→ **GOAL**: Copy the entries below word for word, everything from the line containing "Shelf-audit tagging: for every instance of the window" down to the line containing "x=320, y=360", including both of those lines.

→ **Dataset rows on where objects appear**:
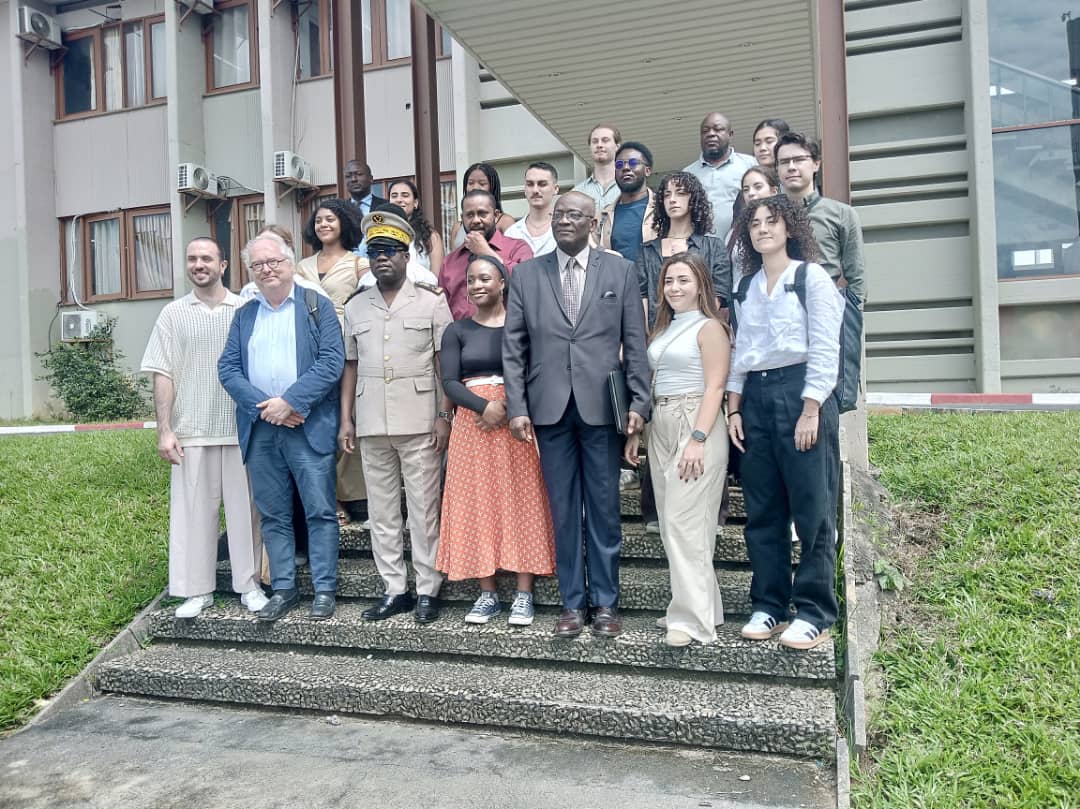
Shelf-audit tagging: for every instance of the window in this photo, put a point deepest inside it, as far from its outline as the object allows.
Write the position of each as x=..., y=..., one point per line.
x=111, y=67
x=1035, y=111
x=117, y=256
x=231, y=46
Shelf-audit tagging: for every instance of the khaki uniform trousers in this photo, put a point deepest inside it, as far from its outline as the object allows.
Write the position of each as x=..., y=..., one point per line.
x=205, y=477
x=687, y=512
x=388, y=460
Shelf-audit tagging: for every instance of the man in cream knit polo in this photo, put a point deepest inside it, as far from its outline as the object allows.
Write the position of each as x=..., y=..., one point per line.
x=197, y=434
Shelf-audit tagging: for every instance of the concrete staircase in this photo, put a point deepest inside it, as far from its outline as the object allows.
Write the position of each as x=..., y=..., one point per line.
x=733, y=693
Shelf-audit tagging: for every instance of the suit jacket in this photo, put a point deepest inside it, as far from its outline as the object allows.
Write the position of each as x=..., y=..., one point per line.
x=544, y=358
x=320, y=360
* * *
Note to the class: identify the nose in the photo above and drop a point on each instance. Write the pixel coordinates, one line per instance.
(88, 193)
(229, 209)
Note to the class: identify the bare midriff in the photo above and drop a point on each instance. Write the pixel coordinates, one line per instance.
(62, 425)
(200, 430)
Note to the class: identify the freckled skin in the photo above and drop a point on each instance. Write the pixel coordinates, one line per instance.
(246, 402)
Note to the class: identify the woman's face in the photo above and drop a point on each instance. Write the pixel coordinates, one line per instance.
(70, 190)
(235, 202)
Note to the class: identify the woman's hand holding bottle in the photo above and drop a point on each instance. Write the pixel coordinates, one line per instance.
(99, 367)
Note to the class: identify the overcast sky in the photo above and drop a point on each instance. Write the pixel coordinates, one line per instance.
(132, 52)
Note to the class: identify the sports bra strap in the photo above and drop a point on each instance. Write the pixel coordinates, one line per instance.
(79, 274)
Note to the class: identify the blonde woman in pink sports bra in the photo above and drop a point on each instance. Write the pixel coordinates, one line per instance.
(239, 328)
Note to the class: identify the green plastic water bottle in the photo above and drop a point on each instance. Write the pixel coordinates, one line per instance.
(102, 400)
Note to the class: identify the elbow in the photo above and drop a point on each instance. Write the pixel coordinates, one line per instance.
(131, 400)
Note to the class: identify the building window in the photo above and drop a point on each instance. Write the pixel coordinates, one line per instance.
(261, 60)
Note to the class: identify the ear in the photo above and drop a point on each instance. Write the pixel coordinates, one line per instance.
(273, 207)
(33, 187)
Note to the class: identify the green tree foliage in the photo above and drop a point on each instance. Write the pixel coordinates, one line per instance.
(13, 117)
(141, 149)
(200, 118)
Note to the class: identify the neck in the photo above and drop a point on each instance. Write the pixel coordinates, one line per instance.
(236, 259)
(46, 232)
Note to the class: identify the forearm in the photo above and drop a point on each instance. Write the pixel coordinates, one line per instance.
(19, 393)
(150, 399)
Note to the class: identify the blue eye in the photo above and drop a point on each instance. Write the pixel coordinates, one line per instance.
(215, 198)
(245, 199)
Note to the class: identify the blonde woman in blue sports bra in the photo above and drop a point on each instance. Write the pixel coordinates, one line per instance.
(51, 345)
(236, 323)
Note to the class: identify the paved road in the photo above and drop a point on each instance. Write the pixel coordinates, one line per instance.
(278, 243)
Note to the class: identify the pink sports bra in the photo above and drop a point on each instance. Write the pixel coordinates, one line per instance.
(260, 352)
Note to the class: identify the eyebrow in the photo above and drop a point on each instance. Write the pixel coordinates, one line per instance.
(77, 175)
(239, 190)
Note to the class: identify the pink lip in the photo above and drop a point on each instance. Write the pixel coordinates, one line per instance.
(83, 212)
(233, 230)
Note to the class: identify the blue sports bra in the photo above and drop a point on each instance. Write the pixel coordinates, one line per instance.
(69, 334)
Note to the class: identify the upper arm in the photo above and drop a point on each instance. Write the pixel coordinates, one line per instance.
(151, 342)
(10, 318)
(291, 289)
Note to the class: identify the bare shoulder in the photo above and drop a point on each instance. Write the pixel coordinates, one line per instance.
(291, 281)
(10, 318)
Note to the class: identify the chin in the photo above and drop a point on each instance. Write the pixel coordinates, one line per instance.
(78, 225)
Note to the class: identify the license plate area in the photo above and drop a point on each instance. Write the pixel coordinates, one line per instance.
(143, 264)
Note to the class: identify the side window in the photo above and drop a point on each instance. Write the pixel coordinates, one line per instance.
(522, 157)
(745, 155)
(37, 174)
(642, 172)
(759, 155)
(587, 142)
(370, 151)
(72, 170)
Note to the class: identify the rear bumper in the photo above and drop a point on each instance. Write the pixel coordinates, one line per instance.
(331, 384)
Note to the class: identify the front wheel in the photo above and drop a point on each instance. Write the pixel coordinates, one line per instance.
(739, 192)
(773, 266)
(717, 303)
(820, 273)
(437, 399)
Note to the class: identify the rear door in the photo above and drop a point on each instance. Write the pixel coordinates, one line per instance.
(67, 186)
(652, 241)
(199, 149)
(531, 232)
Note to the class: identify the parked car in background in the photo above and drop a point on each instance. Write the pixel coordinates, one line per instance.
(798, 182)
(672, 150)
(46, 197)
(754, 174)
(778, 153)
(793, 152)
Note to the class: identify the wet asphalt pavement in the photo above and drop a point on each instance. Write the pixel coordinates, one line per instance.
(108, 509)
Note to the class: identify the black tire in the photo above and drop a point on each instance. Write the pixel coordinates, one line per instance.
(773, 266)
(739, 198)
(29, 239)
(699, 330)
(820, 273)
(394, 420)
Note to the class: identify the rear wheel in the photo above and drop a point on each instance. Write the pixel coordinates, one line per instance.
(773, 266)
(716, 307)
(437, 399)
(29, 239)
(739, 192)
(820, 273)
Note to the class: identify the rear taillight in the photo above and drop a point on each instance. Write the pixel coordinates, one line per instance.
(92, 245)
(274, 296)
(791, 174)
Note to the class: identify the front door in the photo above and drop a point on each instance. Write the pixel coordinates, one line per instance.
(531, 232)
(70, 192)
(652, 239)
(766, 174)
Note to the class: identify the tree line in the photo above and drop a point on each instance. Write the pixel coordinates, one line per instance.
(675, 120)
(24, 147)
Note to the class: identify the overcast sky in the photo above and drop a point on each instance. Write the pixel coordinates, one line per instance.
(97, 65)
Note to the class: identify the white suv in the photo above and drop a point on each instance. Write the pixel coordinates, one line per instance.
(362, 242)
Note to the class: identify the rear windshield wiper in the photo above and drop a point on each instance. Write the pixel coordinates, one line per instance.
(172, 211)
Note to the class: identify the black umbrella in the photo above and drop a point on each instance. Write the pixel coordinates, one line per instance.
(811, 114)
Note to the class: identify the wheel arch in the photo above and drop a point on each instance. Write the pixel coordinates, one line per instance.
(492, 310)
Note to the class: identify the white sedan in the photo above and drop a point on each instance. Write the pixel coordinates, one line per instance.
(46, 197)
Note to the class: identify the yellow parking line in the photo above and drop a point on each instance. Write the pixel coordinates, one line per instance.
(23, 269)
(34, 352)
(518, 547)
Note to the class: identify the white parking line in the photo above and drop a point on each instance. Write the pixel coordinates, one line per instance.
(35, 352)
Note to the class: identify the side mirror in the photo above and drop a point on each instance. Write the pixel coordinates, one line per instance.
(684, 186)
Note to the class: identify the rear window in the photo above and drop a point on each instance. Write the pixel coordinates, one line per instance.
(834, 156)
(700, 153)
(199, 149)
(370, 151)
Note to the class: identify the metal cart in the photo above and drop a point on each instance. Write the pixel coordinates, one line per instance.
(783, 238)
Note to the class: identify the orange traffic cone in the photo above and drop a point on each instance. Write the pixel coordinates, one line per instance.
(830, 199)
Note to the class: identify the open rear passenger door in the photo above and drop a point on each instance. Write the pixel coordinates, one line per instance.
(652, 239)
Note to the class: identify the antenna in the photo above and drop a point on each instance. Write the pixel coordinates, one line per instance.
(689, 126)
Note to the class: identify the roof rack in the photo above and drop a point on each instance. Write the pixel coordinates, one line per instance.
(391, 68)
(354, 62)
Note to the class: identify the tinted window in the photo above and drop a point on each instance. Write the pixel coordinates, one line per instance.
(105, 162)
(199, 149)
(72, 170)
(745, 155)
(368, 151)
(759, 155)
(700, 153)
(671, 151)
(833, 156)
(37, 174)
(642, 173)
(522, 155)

→ **RESPONSE FOR THIS EXERCISE**:
Shelf-audit tagging: for every instance of the window in this photo, put a point deepest inside it, as far from its outline as the object allows.
Write the position of each as x=..., y=..., one point per line.
x=111, y=67
x=1035, y=111
x=117, y=256
x=231, y=46
Shelf-audit tagging: for every instance of the khaki uniform trousers in this photo, put a point deepest inside it, as far from its outline as the object allows.
Write the position of each as x=..., y=..., one point per line.
x=205, y=477
x=687, y=512
x=388, y=460
Shelf-audit tagging: for every instance of the man in cream knit polo in this photo, put a point deepest inside it, as far from its outline as the object allows.
Write the position of each as x=..., y=..., one point per line.
x=197, y=434
Shelf-audit tagging: for every instance of the concrete staircase in this photo, put a point deepest inside it, as far from its outline as the object allows.
Write the position of each as x=..., y=..., one point per line.
x=733, y=693
Shelf-audit tagging: for every instance of the suit jacket in this photo, put a point deepest inside it, as far from its outline as the object allows.
Write the position of each as x=..., y=..., one point per line.
x=544, y=358
x=320, y=360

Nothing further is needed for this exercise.